* TEXTE FOURNI *
Les causes perdurent, depuis les mesures prises dans l’urgence il y a plus de 10 ans. Il les énumère bien sur mais notons , sans entrer dans les détails ; le poids d’une hiérarchie éloignée de la base , un maillage des unités inadapté , la fin du service national (!) et surtout le « fossé » qui existe et qui se creuse entre le « gendarme de base » et ses officiers.

En fond de tableau, présents mais évoqués pudiquement : les soldes, les conditions matérielles.

Les propositions ? Réorganiser, former les officiers aux pratiques de la police judiciaire et au commandement.

Lorsqu’on a fini de lire la prose de Roro 34, on ne peut plus en douter : Le « Gendarme » n’est plus attaché à son statut militaire … il lui tarde de rejoindre la Police Nationale !

Mais à travers le « Casoar », la Saint Cyrienne s’est également penchée sur le problème et a ouvert son forum au débat :

C’est « Derrick » qui ouvre le feu le 28 Mai dernier et pose d’emblée la problématique : « La Gendarmerie, militaire ou non ? ». Jeune officier de l’Arme, il avoue avoir été troublé lorsque, élève à l’ESM, il avait suivi comme tout le monde le psychodrame du Languedoc qui s’était si vite étendu à la France entière. Sa vocation en avait été ébranlée … mais il s’était fort opportunément « repris ».

Il replace d’emblée les gendarmes dans leur cadre militaire en évoquant les théâtres opérationnels de l’Indochine, de l’Algérie et plus récemment de la Côte d’Ivoire …

Mais Derrick puise plutôt ses arguments dans les modes d’action de son Arme : les comptes rendus , les dispositifs opérationnels sur le terrain, l’ordre initial et la pratique de la MRT sont pour lui des facteurs qui ne trompent pas … la disponibilité et la volonté « de Servir » non plus. Il n’éprouve donc aucune réticence à évoquer la vocation du Gendarme, pas plus que sa « Militarité ».

… et le « grand mot » est lâché ! Il va falloir maintenant analyser cette notion nouvelle et définir ce vocabulaire inconnu du Larousse.

Pour lui le Gendarme, même s’il aime à juste titre sa vie de famille, se tient disponible pour l’action … Cette disponibilité lui apparaît tout à fait satisfaisante, surtout lorsqu’il la compare à celle de la Police. S’il reconnaît certains problèmes et parfois même des manquements dans la vie quotidienne, pour lui la troupe « a la qualité de ses Chefs et il leur appartient d’en tenir compte … » Car avec un peu de pédagogie et une dose d’exemplarité, les choses reprennent leur place.

Ainsi, le Gendarme est un Soldat, il est interdit d’en douter et nous devons cesser de nous déchirer … entre Militaires !

Le 10 Septembre, « batf » qui s’identifie visiblement à « la base », le remet vertement à sa place et recadre de façon énergique sa problématique. Après « trente ans de présence dans l’institution », il prétend la connaître et se félicite d’avoir participé « aux manifs » de 2001 … : « ce qu’il vous manque à vous autres officiers de la GN, c’est la réalité du quotidien vécu par vos hommes, que les officiers des autres armées assimilent beaucoup plus facilement, se trouvant souvent dans la même situation » (campagnes, manoeuvres …).

* DONNÉES FOURNIES *

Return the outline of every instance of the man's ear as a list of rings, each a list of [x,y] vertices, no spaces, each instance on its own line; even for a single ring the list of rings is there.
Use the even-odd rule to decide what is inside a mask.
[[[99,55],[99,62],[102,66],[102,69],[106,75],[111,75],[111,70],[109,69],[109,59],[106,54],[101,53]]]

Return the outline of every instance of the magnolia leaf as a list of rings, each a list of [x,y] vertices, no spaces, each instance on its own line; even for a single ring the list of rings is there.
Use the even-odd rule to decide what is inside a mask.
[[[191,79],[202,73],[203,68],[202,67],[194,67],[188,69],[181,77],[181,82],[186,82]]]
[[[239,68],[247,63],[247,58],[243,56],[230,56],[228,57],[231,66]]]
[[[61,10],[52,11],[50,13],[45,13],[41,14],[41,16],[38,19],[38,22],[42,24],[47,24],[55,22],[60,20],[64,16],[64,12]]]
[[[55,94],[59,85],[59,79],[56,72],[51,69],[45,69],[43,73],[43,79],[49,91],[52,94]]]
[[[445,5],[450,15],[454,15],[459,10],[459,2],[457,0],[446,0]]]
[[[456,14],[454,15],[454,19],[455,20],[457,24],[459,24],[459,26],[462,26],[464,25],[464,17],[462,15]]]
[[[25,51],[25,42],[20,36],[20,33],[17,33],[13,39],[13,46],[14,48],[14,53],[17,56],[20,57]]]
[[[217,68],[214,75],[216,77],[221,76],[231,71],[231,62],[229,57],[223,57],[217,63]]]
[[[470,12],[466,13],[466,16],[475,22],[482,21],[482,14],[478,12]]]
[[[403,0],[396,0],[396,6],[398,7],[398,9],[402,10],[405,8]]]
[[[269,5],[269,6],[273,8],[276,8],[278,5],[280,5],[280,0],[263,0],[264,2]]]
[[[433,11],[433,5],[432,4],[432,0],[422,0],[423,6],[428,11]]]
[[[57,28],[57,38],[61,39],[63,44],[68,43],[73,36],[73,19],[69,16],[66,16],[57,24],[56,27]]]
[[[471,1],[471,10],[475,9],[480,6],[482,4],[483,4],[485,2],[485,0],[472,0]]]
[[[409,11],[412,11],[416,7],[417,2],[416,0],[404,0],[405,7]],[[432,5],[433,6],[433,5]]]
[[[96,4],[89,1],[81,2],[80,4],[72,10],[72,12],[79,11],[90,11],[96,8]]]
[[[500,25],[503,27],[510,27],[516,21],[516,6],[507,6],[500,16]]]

* EXERCICE PROPOSÉ 1 *
Recopiez le passage du texte fourni qui s'ouvre sur les mots « Les causes perdurent, depuis » et s'achève sur « les conditions matérielles. ».
* EXERCICE PROPOSÉ 2 *
D'après le texte fourni, combien d'années de présence dans l'institution « batf » revendique-t-il ?
Les items ne servent pas pour cet exercice.

* RÉPONSE CORRECTE 1 *
Les causes perdurent, depuis les mesures prises dans l’urgence il y a plus de 10 ans. Il les énumère bien sur mais notons , sans entrer dans les détails ; le poids d’une hiérarchie éloignée de la base , un maillage des unités inadapté , la fin du service national (!) et surtout le « fossé » qui existe et qui se creuse entre le « gendarme de base » et ses officiers.

En fond de tableau, présents mais évoqués pudiquement : les soldes, les conditions matérielles.

* RÉPONSE CORRECTE 2 *
Trente ans.